(Extracted records)

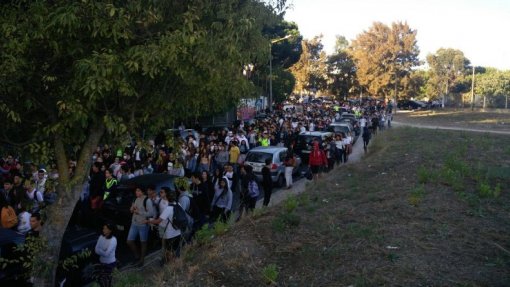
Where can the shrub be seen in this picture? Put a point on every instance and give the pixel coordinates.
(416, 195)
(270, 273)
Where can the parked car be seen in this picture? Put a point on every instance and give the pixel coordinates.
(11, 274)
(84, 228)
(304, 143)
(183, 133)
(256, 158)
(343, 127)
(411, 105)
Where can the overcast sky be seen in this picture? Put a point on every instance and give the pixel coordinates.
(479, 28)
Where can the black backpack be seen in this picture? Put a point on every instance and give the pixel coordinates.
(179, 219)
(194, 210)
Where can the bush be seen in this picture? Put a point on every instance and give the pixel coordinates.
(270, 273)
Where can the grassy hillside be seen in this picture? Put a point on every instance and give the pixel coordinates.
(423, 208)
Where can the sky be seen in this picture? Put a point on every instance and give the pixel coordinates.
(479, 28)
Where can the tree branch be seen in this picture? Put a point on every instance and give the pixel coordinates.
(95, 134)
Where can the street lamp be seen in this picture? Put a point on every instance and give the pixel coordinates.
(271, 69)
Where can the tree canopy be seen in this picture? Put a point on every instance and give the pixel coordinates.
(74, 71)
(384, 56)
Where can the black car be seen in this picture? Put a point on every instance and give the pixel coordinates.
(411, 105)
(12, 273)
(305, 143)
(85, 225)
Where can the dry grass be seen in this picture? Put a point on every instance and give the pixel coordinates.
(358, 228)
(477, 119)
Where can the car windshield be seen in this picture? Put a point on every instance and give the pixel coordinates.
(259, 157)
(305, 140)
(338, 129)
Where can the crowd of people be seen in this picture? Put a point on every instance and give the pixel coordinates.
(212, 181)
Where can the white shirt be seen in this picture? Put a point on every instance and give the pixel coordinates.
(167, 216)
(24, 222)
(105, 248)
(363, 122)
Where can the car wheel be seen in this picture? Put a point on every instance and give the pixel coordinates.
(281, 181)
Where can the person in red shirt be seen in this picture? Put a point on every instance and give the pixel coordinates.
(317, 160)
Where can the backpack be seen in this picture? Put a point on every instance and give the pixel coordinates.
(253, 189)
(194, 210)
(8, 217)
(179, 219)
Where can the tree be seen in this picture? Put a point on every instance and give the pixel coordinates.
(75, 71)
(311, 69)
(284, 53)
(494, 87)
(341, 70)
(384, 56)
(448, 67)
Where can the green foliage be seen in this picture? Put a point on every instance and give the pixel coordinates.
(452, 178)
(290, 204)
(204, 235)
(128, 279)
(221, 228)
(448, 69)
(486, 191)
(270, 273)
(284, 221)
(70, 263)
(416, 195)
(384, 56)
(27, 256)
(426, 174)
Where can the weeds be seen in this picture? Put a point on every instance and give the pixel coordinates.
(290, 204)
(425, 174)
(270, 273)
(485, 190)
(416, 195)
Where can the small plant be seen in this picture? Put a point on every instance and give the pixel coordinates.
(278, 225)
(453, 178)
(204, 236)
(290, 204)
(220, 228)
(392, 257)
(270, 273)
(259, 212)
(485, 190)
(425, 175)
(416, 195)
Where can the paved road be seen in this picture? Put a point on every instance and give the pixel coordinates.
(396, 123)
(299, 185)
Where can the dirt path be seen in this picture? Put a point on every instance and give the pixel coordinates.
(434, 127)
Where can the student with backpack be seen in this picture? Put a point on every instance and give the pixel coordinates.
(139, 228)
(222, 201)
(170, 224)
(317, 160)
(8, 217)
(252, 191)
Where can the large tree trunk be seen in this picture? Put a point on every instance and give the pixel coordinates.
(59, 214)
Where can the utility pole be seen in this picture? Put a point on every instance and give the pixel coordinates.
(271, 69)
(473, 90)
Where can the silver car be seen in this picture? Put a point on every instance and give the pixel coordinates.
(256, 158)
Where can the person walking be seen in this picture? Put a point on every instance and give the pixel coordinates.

(End Extracted records)

**Exercise:** Output everything in the material exactly. Pictures stay out of it.

**Answer space:**
Where can the shrub be seen in this picture? Put a point on every instance and give the pixel coordinates.
(416, 195)
(270, 273)
Where can the parked car be seen in this picture? Put a point on every instance and give the pixel coordinates.
(11, 274)
(84, 228)
(304, 143)
(183, 133)
(256, 158)
(343, 127)
(411, 105)
Where can the overcast sky be seen in this picture? Put a point on every instance and give the pixel coordinates.
(479, 28)
Where can the black backpack be seen in this picture? Put a point on every instance and give the pixel coordinates.
(179, 219)
(194, 210)
Where can the bush be seen in this picture? Put a point on every instance and give the pixel coordinates.
(270, 273)
Where can the grassy hillside be seen in this picture? Put a point on every instance and give the pixel coordinates.
(423, 208)
Where can the sky be seen in this picture? Put a point on every instance and give the pixel coordinates.
(479, 28)
Where can the tree branch be seen in this picture? Put a point on every instance and give the pixel coordinates.
(95, 134)
Where can the street lamp be seen in this picture? Put a point on every instance and give the pixel coordinates.
(271, 69)
Where can the tree canopy be seen in this picture? Put a point on every instance and give the pixel coordinates.
(74, 71)
(384, 56)
Where can the black car be seen in this picture? Put a point on every instance and give the pixel coordinates.
(411, 105)
(12, 273)
(305, 143)
(85, 225)
Where can the dry grass be seen in this picture? Put a point on every instance and give the pixel coordinates.
(358, 228)
(477, 119)
Where can the car windshield be seen in this picture? Put a point on every instance and give the pixel coordinates.
(259, 157)
(305, 140)
(338, 129)
Where can the crowd of people be seen in this picture? Put a point on every instance and give the pixel coordinates.
(212, 181)
Where can the white shirt be seen in this picture? Put a point on every instance and give the pixel coordinates.
(167, 216)
(24, 222)
(105, 248)
(363, 122)
Where can the car wheel be seen in this picture? Put a point on every instance and give the pixel coordinates.
(281, 181)
Where can the person in red shirt be seen in this picture? Put a point on every instance and give the pixel coordinates.
(317, 160)
Where can the backpack be seen in this picture? Put a point on every instance and give the pixel coordinates.
(253, 189)
(194, 210)
(8, 217)
(179, 219)
Where can the tree be seen in this picture? Put a point on every instance and give the pixel coordinates.
(75, 71)
(311, 69)
(284, 53)
(494, 87)
(341, 70)
(384, 56)
(448, 67)
Where can the green foliage be seen in this picture? Put a point on every instance and give the pixel coordinates.
(452, 178)
(290, 204)
(204, 235)
(128, 279)
(221, 228)
(448, 69)
(486, 191)
(270, 273)
(284, 221)
(70, 263)
(416, 195)
(384, 56)
(27, 256)
(426, 174)
Where can the weeds be seen in this picture? Put a point on every instance and give the pixel coordinates.
(290, 204)
(425, 174)
(270, 273)
(485, 190)
(416, 195)
Where can the small plant be seen in this picture? Put a point on every instance and give the pixel coordinates.
(278, 225)
(453, 178)
(204, 236)
(290, 204)
(220, 228)
(392, 257)
(270, 273)
(259, 212)
(485, 190)
(425, 175)
(416, 195)
Where can the paved road be seen in this picture? Put a point on every instance and give the pixel coordinates.
(396, 123)
(299, 185)
Where can the dirt path be seen in this picture? Put a point on every instance and give the pixel coordinates.
(434, 127)
Where can the student with backpack be seen in this picture? Put a point on every instance and give the pixel coordinates.
(139, 228)
(222, 201)
(170, 224)
(317, 160)
(8, 217)
(252, 191)
Where can the large tree trunk be seen in this picture? Put a point on every instance and give the pixel coordinates.
(59, 214)
Where can the utility pole be seen in this picture? Put a point on every instance and give the pixel coordinates.
(271, 69)
(473, 90)
Where can the silver car be seen in this picture? Put a point on every instance and give the pixel coordinates.
(256, 158)
Where can the person walking be seen in this picture? Put a point on every instance and give the pixel coordinates.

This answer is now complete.